__REQUIREMENT__. Repeat the listing below in full and exactly, but without its pictures.

__DATA__.

++++++++++

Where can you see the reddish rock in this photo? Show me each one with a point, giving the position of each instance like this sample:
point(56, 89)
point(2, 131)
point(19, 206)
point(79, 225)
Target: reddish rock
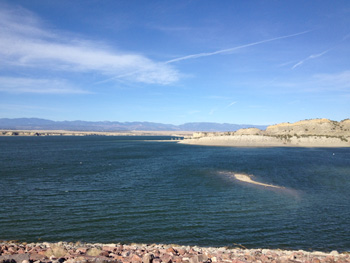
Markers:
point(81, 250)
point(36, 256)
point(147, 258)
point(171, 250)
point(108, 248)
point(104, 254)
point(136, 258)
point(181, 251)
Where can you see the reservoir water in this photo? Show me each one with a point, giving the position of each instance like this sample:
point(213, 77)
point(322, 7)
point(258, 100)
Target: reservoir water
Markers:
point(140, 189)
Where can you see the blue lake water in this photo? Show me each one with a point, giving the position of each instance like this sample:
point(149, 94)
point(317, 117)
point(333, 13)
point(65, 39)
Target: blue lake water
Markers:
point(138, 189)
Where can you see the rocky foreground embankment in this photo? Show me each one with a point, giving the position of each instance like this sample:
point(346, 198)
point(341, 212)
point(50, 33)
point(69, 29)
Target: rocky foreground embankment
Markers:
point(63, 252)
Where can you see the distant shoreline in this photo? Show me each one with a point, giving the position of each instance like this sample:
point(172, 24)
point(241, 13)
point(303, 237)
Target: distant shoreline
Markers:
point(269, 141)
point(92, 133)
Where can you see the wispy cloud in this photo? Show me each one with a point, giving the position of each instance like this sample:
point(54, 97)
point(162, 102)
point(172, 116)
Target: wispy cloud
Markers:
point(309, 58)
point(39, 86)
point(317, 83)
point(228, 50)
point(27, 44)
point(231, 104)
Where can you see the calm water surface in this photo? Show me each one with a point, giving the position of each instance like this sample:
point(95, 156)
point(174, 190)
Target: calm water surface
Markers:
point(138, 189)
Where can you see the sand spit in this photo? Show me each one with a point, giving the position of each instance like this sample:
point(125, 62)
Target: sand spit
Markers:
point(63, 252)
point(247, 179)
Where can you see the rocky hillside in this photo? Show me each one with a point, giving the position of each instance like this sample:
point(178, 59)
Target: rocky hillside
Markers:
point(311, 127)
point(300, 132)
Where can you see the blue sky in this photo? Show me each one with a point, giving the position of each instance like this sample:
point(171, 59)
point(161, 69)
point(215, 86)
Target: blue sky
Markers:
point(176, 61)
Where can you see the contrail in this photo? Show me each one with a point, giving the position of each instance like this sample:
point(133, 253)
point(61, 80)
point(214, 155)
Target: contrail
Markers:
point(310, 57)
point(206, 54)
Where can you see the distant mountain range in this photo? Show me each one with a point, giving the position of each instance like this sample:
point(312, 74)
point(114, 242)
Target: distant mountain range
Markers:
point(113, 126)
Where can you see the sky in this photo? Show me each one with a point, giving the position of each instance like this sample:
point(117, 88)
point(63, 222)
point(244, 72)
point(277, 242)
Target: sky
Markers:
point(175, 61)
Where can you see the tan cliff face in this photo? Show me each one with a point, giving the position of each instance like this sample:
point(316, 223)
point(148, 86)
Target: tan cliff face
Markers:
point(311, 127)
point(249, 131)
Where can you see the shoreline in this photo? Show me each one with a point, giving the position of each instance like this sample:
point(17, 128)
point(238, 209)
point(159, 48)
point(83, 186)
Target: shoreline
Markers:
point(266, 141)
point(247, 179)
point(64, 252)
point(24, 133)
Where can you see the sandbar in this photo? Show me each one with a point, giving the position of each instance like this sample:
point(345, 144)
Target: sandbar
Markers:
point(246, 178)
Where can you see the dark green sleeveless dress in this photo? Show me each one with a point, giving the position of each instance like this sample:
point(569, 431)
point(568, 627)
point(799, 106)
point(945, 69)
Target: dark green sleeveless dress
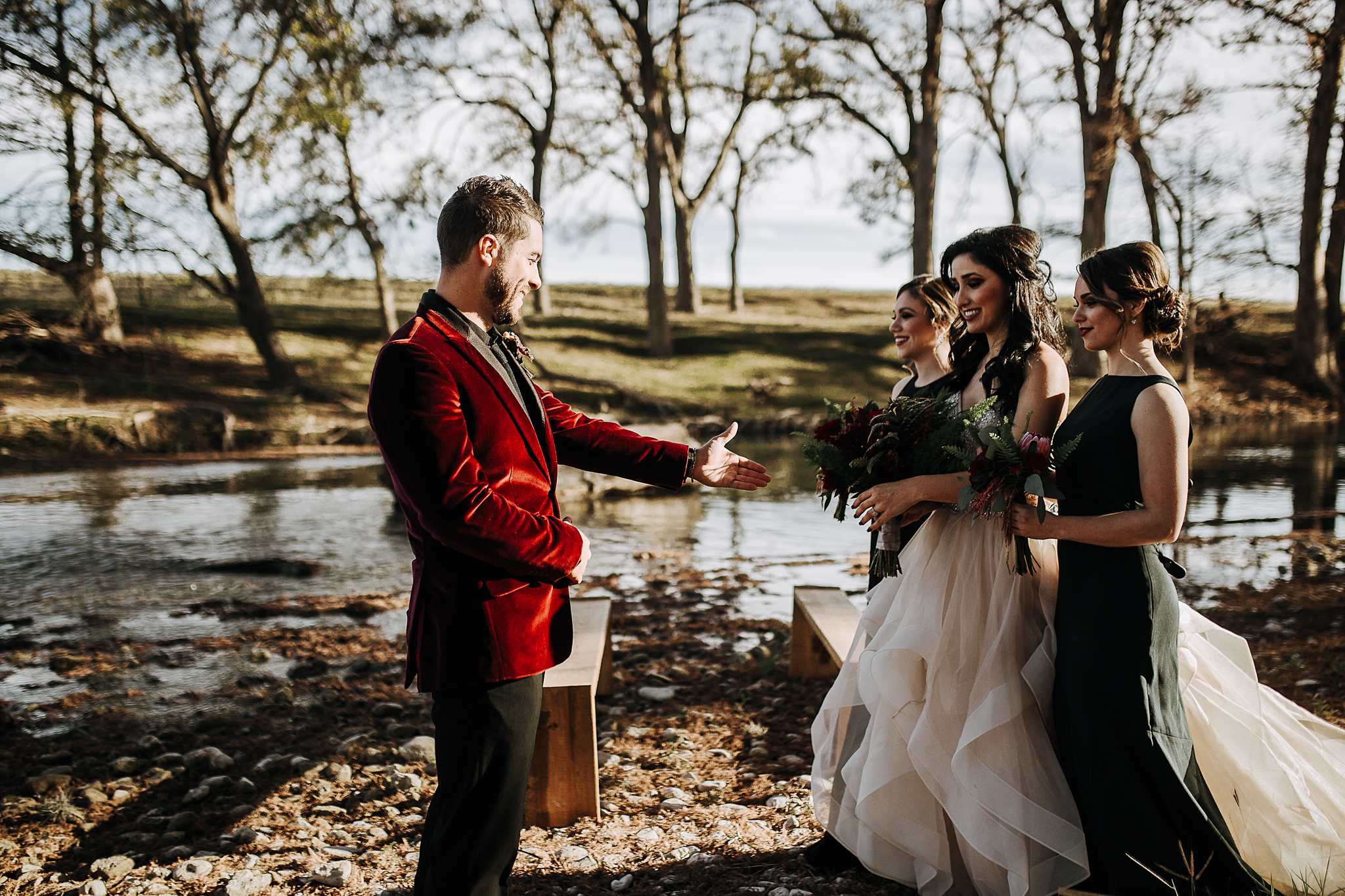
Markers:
point(908, 531)
point(1119, 717)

++++++++++

__RESULT OF THE EXERCISE__.
Where can you see the reddish rock in this photo? Show me each one with a point, giving the position of each instance like this sample:
point(56, 89)
point(2, 131)
point(19, 206)
point(79, 225)
Target: reddish rock
Markers:
point(81, 250)
point(36, 256)
point(147, 258)
point(171, 250)
point(108, 248)
point(104, 254)
point(136, 258)
point(181, 251)
Where can you see the reservoir water in this photo? Show me each one with a point, giving the position of each instance like this sample:
point(213, 77)
point(322, 7)
point(258, 100)
Target: reservoir water
Markers:
point(140, 189)
Where can you see the blue lake water in this photo? Show me each one with a point, giving the position of each instance like this sample:
point(149, 94)
point(317, 117)
point(333, 13)
point(65, 39)
Target: blue lake water
Markers:
point(138, 189)
Where can you see the rocky foreground embankment in this photo? Show me each one with a point, giving the position of each instance like this sample:
point(346, 198)
point(341, 212)
point(50, 33)
point(69, 29)
Target: rocky foreground embankment
Markers:
point(63, 252)
Where can you see the distant shoreline in this photo? Show me each one with a point, giving the position of each instance like this sample:
point(172, 24)
point(241, 13)
point(303, 237)
Target: distant shoreline
Markers:
point(269, 141)
point(92, 133)
Where can you see the wispy cloud in this photo? Show me each one with a point, giving the position of each instance like this sample:
point(54, 97)
point(162, 102)
point(172, 116)
Target: wispy cloud
Markers:
point(309, 58)
point(39, 86)
point(317, 83)
point(228, 50)
point(27, 44)
point(231, 104)
Where can you see the calm water surface in this photo? Show me each one with a point, giving the position of each instance like this sample:
point(95, 156)
point(174, 190)
Target: calm water surface
Markers:
point(138, 189)
Where can you see the sand spit in this photo? Show me each one with a point, giving the position of each instance like this sample:
point(125, 62)
Target: sand spit
Markers:
point(63, 252)
point(247, 179)
Where can you see the rocky hillside in this photo? Show me each one with a point, giving the position of each instance like this sample:
point(178, 59)
Target: rocky hillside
Markers:
point(311, 127)
point(300, 132)
Where can you see the blue sky in this photo? Show me each one with a point, giving the position of each instance like this sample:
point(171, 59)
point(161, 69)
point(215, 86)
Target: blue sky
Markers:
point(176, 61)
Where can you see the contrail in this photo? Show me each one with a point, giving the position of each instance like this sample:
point(133, 253)
point(61, 80)
point(214, 155)
Target: contrail
Markers:
point(310, 57)
point(206, 54)
Where can you see the distant mountain range in this photo? Show me each one with a point, giving the position of each instance like this sample:
point(312, 74)
point(114, 242)
Target: distant mountain range
Markers:
point(113, 126)
Where can you see the sky in this photo? Show me each one with a point, giving the position of each instance like this sample:
point(117, 88)
point(63, 222)
point(244, 72)
point(277, 242)
Target: sky
Markers:
point(175, 61)
Where can you see the tan cliff face in this photo? Show me each one with a point, giving the position of each instance like this sample:
point(316, 223)
point(148, 86)
Target: tan cliff face
Markers:
point(311, 127)
point(249, 131)
Where can you see the shoreline in this photo? Show me each one with a point, giving the position of each instance like this sample:
point(17, 128)
point(238, 209)
point(159, 48)
point(83, 186)
Target: shoreline
Markers:
point(266, 141)
point(247, 179)
point(64, 252)
point(24, 133)
Where can you see the sandbar in this photo? Show me each one with a point, giving the position of each instance like this sample:
point(345, 144)
Target: sandbar
Markers:
point(246, 178)
Where can you see the dark green sleeveless dress in this photo? Show me each one with a point, giving the position of each instance like this sample:
point(569, 431)
point(568, 627)
point(799, 106)
point(945, 69)
Target: dark green sleeveless dress
Markers:
point(908, 531)
point(1119, 717)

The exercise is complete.